_What to work on_. Collect each line of the items below that contains the word "tomato".

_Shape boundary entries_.
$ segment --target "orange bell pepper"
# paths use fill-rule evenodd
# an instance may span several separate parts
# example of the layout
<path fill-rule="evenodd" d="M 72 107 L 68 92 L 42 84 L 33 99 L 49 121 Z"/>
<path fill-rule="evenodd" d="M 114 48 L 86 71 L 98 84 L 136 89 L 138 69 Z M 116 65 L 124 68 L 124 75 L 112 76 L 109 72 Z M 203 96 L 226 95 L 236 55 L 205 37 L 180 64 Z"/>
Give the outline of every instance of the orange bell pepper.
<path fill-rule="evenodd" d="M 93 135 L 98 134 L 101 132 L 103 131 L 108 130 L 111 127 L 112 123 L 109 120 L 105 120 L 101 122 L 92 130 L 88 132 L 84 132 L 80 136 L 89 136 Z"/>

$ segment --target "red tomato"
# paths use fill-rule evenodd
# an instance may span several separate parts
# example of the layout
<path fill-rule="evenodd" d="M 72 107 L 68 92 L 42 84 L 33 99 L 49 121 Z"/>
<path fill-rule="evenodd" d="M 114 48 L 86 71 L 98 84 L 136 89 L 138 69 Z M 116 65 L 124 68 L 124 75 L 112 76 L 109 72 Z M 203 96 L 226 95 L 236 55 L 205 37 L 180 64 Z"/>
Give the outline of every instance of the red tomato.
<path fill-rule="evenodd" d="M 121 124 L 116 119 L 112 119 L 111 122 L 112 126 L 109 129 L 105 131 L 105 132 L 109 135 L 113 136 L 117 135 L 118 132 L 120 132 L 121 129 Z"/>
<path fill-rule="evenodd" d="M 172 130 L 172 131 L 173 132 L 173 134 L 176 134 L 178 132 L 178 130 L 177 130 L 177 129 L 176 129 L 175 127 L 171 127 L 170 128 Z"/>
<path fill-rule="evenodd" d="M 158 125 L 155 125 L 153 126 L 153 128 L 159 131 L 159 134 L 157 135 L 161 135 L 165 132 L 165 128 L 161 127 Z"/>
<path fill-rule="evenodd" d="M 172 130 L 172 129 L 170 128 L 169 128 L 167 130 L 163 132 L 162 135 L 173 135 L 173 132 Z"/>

_The solution_.
$ segment --target "red tomato"
Give the outline of every instance of the red tomato.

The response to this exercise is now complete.